◆ Exercise requirements ◆
#1 In the blog excerpt below, what working term has the author used for the disruptive operations that Rubel described as "sniping"?
#2 Transcribe the portion of the blog excerpt below starting at "Robert Rubel was" and ending at "the requisite tasks.".

◆ Text shown ◆
"""

Tuesday, November 25, 2024

Some Thoughts on Maritime Denial Inside the First Island Chain

Robert Rubel was correct in his commentary earlier this year on my SSQ conventional deterrence article that I favor attempting to assert maritime denial (as opposed to striving to gain something approaching command of the sea) inside the First Island Chain in the unfortunate event of a Sino-American war. I do not believe it is necessary (or even possible) to try to deny Chinese use of that entire expanse at all times in the event of a conflict. Rather, my vision for a wartime maritime denial campaign applies Corbettian theory: you concentrate or disperse forces and effort where it is necessary or opportunistically desirable to do so, and only for the length of time necessary to perform the requisite tasks.
It follows that maritime denial, as I interpret it, consists of executing kinetic and non-kinetic offensive disruptive operations (interdiction, suppression, etc.) that are opportunistic when possible and reactive when necessary to wrest the campaign-level initiative from a strong adversary as well as arrest the adversary’s operational tempo. Rubel’s describing the disruptive operations as 'sniping' is a perfect analogy; the working term I’ve used for that in some of my ID articles this fall has been ‘operating from over-the-horizon.’ I believe that the ability of the U.S. and its main East Asian allies to develop combined arms operating concepts that integrate ‘frontline’ submarines, lower campaign-value surface combatants, and land-based forces with timely support provided by heavier naval and air forces operating from less vulnerable ‘over-the-horizon’ positions will be a central element in reinforcing our conventional deterrence credibility over the coming two decades.
Direct defense of allied territories would of course be performed in parallel to denial operations as required. It is important to point out, though, that ‘mutually-assured maritime denial’ in the sea and air approaches to these territories would be strategically unacceptable. Some degree of temporary, localized maritime control would have to be obtained as necessary to keep the vital lines of communication open to these countries.
I’ll be going into more detail on these ideas over the next few weeks.

Friday, November 7, 2024

Some Thoughts on the Use of Land-Based Missiles for Maritime Denial

Eric Lindsey of CSBA published an excellent monograph last month examining how the U.S. Army might field land-based anti-ship missiles and rockets, not to mention air and missile defense systems, to defend forward U.S. allies from aggression. I strongly agree with the concept in principle. Such capabilities would be extremely useful for constraining an adversary’s wartime use of the waters and airspace adjacent to a U.S. ally’s territory. They would definitely increase the adversary’s potential costs and risks of hazarding transits through maritime chokepoints controlled by the ally, conducting close blockades against the ally, or executing amphibious/airborne assaults against the ally. They would provide valuable layers for defense-in-depth against an adversary’s attempts to strike forces and infrastructure located on the ally’s territory or in nearby areas at sea. They could certainly help with carving out temporary ‘pockets’ that support friendly air and naval operations within a contested zone.

"""

Records drawn from a data source:
"""

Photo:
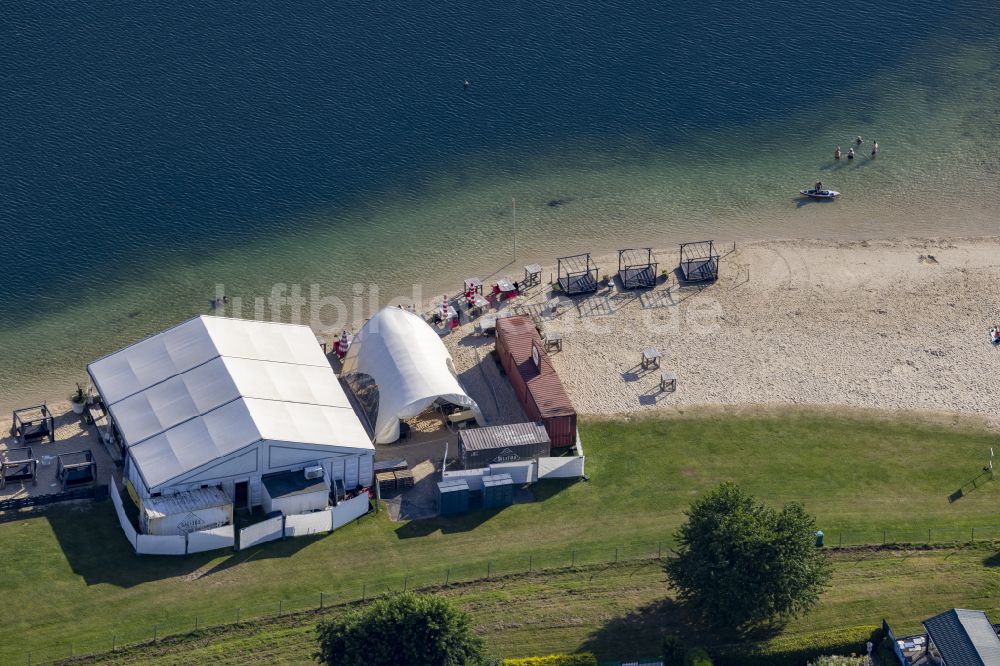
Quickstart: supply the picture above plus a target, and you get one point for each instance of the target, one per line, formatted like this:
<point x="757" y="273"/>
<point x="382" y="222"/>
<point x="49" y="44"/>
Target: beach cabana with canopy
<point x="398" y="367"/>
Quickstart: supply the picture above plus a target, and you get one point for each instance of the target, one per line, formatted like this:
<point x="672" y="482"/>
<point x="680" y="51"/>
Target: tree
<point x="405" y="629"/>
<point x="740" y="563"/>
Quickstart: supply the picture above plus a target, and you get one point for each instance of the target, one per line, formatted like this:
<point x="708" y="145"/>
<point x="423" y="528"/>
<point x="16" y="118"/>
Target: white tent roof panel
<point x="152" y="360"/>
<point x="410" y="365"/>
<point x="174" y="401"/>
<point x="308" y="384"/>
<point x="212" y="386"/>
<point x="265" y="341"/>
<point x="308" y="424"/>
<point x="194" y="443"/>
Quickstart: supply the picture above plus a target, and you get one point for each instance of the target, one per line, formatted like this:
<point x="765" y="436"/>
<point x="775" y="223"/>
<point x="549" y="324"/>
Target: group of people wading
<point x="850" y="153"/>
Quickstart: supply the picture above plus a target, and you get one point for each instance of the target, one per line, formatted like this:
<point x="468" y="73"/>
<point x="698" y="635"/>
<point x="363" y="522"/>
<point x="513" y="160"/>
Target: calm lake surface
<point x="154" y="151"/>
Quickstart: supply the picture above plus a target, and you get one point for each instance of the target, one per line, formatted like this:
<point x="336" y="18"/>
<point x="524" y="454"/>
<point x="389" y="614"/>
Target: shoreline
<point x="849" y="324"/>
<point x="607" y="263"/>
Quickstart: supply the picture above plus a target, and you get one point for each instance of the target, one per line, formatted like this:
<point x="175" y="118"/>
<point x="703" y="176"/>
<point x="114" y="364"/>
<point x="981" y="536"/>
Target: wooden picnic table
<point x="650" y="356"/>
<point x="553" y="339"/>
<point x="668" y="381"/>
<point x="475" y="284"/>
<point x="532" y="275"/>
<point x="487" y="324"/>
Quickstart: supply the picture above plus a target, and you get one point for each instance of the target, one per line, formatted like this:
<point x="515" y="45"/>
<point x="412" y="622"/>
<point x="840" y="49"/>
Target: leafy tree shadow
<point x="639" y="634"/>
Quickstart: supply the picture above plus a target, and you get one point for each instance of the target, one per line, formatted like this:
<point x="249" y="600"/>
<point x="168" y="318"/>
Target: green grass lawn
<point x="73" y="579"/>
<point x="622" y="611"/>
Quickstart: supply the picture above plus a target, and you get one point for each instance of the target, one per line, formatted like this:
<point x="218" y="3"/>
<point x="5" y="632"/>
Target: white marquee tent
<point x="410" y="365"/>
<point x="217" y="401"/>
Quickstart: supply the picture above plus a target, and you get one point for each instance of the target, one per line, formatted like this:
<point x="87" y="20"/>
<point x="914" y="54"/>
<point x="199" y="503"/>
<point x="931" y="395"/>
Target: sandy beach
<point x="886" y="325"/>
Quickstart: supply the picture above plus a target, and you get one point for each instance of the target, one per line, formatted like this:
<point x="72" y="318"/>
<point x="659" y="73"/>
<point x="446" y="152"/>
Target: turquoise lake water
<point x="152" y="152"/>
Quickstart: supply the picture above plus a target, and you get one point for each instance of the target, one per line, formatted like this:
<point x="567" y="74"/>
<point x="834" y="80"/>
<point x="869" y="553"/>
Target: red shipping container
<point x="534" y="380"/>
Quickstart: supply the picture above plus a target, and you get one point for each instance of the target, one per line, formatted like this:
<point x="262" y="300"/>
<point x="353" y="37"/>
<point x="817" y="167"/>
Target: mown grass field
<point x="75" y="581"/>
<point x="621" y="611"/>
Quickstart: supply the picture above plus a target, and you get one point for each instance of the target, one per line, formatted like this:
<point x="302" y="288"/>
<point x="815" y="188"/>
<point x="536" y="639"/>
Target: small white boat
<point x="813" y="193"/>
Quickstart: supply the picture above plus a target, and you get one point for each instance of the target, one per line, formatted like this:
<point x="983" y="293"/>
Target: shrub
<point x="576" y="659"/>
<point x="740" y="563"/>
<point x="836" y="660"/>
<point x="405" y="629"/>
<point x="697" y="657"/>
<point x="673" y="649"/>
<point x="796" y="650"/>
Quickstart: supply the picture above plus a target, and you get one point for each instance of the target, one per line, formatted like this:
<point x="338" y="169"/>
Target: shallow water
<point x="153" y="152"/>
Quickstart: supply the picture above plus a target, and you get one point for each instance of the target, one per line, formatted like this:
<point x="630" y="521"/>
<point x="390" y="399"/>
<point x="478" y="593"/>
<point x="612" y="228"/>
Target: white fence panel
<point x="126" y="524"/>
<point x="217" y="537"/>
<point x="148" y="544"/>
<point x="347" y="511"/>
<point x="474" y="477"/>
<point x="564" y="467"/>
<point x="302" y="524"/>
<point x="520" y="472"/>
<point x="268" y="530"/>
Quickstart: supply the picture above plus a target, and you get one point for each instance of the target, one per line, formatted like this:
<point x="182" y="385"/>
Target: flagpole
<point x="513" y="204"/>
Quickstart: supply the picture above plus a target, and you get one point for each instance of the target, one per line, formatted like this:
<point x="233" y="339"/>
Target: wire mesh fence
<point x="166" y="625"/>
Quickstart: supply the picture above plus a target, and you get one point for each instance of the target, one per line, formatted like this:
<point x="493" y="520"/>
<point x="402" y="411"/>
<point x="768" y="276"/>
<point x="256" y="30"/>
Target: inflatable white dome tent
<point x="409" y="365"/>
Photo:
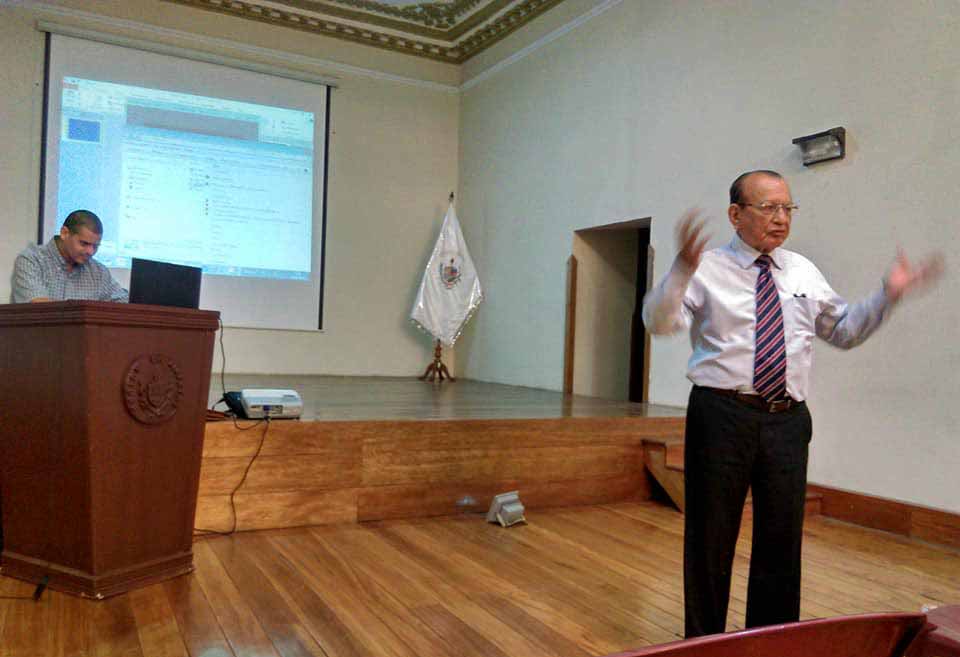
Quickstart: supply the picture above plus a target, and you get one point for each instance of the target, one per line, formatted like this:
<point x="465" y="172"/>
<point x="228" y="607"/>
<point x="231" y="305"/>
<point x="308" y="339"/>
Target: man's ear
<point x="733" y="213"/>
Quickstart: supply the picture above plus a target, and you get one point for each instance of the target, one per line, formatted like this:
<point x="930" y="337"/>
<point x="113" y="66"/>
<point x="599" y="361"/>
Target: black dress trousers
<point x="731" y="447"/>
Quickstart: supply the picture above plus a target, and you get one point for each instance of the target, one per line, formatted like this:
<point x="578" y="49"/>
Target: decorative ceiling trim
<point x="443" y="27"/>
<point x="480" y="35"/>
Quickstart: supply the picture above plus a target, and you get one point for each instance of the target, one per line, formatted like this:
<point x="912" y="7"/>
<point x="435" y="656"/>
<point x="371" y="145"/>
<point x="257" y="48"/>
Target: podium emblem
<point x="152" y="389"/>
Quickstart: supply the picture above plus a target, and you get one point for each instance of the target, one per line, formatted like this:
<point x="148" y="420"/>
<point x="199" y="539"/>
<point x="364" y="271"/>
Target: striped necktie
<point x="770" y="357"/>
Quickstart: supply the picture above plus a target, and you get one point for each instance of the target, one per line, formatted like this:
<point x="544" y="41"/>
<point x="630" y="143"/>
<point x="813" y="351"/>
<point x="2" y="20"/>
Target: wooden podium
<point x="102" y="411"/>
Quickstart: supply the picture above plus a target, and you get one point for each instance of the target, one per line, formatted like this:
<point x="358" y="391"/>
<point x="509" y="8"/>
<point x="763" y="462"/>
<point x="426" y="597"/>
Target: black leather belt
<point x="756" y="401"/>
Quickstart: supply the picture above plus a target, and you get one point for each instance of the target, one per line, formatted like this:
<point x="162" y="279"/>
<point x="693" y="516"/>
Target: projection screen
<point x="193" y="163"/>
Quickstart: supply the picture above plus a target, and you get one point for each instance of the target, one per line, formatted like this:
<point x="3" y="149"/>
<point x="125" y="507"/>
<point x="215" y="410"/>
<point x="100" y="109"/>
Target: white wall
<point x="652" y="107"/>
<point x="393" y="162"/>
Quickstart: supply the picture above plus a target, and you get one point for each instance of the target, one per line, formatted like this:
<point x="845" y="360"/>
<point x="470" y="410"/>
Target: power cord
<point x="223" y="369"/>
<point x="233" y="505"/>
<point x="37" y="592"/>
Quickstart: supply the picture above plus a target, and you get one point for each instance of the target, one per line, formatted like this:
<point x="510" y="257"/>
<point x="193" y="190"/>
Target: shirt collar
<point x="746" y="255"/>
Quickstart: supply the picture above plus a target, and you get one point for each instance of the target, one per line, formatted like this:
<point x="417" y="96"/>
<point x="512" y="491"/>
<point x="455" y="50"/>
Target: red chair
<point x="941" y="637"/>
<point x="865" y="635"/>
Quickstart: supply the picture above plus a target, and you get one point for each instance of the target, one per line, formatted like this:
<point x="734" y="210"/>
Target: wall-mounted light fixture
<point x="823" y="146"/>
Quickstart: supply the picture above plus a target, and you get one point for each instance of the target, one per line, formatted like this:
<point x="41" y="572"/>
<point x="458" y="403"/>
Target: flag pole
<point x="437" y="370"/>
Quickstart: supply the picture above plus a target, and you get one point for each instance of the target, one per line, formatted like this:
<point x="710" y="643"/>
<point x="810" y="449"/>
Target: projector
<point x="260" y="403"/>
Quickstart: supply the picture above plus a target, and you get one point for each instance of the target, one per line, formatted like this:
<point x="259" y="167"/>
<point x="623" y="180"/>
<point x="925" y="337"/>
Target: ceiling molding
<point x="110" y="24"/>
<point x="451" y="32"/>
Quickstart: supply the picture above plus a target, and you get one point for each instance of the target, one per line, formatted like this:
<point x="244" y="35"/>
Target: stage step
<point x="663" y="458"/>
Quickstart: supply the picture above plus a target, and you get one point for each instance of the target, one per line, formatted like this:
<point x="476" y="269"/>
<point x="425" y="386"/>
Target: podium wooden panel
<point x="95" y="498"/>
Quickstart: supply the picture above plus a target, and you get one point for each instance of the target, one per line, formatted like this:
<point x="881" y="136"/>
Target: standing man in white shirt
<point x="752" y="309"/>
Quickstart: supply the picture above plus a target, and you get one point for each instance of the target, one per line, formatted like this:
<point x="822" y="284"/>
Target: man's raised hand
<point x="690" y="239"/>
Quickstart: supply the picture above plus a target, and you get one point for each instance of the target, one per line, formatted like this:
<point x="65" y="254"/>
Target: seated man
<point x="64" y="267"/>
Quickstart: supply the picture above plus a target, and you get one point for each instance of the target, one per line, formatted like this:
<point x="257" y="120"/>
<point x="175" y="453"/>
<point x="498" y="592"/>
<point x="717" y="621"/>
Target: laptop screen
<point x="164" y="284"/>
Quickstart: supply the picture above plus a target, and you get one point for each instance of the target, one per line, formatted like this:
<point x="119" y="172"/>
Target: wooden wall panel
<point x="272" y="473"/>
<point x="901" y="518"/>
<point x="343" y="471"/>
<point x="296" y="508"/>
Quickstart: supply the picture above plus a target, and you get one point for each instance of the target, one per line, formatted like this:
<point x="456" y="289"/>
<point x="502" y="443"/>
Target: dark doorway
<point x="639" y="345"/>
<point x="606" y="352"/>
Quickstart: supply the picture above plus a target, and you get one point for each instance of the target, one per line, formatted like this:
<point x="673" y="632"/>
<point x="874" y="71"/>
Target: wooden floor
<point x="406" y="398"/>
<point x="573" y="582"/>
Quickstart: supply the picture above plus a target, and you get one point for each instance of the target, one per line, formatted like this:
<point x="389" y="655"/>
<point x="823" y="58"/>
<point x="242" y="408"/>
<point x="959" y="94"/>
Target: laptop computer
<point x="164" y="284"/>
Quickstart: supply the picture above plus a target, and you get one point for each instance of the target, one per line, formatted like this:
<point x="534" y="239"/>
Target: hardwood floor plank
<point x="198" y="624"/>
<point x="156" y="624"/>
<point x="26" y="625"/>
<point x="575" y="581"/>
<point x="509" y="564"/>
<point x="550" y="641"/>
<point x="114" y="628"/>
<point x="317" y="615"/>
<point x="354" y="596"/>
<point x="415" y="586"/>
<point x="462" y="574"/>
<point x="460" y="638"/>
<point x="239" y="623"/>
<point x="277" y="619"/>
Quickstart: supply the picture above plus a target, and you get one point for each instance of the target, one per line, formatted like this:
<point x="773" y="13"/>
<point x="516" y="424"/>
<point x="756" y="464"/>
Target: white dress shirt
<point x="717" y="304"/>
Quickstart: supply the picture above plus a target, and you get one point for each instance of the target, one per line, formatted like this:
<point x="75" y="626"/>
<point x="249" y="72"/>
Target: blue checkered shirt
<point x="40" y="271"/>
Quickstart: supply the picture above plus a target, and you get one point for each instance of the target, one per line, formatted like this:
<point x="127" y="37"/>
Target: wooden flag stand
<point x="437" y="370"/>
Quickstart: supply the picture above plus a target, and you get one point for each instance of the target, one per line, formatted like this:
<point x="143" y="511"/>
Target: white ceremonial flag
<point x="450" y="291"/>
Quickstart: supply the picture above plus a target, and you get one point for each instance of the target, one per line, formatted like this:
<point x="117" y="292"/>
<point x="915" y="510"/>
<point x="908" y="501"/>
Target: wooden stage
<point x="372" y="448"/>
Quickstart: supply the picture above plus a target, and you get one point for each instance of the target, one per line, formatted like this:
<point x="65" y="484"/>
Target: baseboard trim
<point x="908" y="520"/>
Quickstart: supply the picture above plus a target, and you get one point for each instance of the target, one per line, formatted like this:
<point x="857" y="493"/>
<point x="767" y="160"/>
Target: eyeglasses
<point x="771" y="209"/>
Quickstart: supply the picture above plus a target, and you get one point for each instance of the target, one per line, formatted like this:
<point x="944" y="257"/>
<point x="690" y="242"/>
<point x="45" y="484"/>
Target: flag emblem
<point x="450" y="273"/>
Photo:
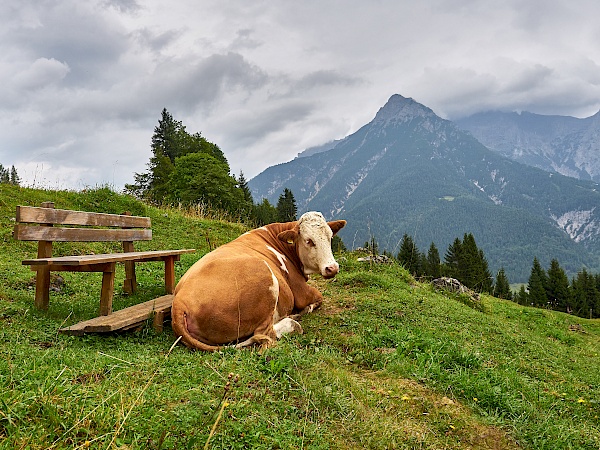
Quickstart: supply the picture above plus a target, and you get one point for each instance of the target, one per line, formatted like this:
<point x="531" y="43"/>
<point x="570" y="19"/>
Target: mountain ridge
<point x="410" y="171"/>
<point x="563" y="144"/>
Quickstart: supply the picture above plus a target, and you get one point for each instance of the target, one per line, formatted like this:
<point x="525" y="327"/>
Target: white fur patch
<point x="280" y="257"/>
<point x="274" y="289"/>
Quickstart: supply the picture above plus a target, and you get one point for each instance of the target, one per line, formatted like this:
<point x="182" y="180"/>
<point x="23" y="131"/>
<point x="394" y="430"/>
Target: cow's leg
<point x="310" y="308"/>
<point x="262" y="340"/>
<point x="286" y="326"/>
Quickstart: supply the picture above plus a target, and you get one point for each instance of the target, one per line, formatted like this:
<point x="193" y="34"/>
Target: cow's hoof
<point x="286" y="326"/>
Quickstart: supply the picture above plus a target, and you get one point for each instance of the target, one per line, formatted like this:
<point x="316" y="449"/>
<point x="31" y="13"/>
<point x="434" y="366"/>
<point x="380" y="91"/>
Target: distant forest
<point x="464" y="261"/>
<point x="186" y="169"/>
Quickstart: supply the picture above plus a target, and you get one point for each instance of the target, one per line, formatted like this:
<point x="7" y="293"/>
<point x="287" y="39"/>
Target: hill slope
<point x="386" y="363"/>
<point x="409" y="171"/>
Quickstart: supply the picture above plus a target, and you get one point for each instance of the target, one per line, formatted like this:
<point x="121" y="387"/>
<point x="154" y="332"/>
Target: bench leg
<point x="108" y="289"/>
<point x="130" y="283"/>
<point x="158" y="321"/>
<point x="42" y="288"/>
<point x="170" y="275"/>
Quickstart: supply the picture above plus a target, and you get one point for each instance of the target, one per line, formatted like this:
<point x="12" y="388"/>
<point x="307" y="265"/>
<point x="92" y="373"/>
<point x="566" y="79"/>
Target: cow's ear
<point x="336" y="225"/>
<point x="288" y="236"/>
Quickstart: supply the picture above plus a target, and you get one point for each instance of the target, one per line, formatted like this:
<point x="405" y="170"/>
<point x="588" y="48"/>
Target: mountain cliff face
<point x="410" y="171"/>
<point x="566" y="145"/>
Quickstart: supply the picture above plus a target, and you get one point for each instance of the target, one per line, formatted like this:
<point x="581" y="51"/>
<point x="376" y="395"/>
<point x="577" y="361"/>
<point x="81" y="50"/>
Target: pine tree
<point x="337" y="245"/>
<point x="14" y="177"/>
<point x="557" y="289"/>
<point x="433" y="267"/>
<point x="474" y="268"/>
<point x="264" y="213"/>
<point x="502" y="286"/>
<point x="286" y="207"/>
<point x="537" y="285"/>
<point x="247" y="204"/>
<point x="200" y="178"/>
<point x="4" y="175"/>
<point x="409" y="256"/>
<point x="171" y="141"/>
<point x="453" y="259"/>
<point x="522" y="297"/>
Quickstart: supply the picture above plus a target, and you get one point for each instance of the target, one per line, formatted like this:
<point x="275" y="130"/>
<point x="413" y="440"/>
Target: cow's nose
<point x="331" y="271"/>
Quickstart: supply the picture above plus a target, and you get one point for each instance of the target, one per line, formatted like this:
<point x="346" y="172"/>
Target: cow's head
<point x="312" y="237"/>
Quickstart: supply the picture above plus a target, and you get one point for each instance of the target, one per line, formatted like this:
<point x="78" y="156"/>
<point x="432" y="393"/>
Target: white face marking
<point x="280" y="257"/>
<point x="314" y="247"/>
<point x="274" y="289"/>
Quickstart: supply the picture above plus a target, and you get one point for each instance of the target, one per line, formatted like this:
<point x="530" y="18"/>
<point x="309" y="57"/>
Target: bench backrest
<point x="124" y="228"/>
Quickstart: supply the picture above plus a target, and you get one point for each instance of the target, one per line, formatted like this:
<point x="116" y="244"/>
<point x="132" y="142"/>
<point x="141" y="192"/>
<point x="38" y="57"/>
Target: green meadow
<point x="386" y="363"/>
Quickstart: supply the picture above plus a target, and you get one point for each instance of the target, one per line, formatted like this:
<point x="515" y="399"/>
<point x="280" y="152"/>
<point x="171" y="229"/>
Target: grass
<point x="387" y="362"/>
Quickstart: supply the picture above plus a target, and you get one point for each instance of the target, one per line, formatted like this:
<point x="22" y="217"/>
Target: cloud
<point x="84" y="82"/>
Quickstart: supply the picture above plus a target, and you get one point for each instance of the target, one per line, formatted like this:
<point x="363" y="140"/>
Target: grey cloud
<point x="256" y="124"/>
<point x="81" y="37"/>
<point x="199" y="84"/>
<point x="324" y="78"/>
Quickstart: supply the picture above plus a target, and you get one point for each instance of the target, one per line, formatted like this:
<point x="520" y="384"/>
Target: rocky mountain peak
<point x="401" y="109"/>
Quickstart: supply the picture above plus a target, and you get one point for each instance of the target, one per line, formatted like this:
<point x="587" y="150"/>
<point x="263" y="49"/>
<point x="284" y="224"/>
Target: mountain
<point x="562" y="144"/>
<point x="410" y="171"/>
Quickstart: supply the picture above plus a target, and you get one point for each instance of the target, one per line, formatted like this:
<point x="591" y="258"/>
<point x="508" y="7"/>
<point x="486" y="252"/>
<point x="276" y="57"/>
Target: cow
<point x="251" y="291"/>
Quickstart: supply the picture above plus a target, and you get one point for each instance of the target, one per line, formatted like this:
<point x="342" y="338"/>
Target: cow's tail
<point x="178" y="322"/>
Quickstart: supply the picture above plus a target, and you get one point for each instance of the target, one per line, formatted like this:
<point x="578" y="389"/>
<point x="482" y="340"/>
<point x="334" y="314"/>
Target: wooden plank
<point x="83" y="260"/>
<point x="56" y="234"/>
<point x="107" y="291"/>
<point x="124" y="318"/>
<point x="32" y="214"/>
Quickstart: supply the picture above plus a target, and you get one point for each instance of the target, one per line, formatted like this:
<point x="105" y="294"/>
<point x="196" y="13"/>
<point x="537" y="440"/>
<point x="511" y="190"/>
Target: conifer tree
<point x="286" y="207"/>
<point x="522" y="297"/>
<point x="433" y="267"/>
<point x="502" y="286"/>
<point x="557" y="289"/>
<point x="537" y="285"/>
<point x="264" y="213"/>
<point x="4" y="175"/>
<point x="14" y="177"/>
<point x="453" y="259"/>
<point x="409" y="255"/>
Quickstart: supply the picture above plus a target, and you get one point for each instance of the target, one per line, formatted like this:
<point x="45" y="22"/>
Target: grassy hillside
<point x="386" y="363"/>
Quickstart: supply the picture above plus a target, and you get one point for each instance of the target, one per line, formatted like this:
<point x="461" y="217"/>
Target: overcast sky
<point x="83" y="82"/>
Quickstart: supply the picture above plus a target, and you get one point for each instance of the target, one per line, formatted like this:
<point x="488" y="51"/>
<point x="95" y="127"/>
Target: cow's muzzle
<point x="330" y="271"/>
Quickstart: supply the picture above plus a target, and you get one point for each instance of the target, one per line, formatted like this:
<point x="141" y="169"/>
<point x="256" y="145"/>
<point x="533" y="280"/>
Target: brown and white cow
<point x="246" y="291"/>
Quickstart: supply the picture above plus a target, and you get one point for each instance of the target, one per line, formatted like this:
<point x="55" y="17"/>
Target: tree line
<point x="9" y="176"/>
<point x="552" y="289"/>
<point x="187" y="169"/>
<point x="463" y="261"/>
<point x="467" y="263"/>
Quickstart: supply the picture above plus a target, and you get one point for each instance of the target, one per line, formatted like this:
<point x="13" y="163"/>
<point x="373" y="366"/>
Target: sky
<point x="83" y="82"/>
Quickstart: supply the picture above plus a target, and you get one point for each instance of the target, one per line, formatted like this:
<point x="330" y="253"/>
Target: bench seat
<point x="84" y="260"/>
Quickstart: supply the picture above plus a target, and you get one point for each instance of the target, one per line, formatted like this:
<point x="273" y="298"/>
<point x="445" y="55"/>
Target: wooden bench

"""

◆ Expected answers ◆
#1 Operating from over-the-horizon.

#2
Robert Rubel was correct in his commentary earlier this year on my SSQ conventional deterrence article that I favor attempting to assert maritime denial (as opposed to striving to gain something approaching command of the sea) inside the First Island Chain in the unfortunate event of a Sino-American war. I do not believe it is necessary (or even possible) to try to deny Chinese use of that entire expanse at all times in the event of a conflict. Rather, my vision for a wartime maritime denial campaign applies Corbettian theory: you concentrate or disperse forces and effort where it is necessary or opportunistically desirable to do so, and only for the length of time necessary to perform the requisite tasks.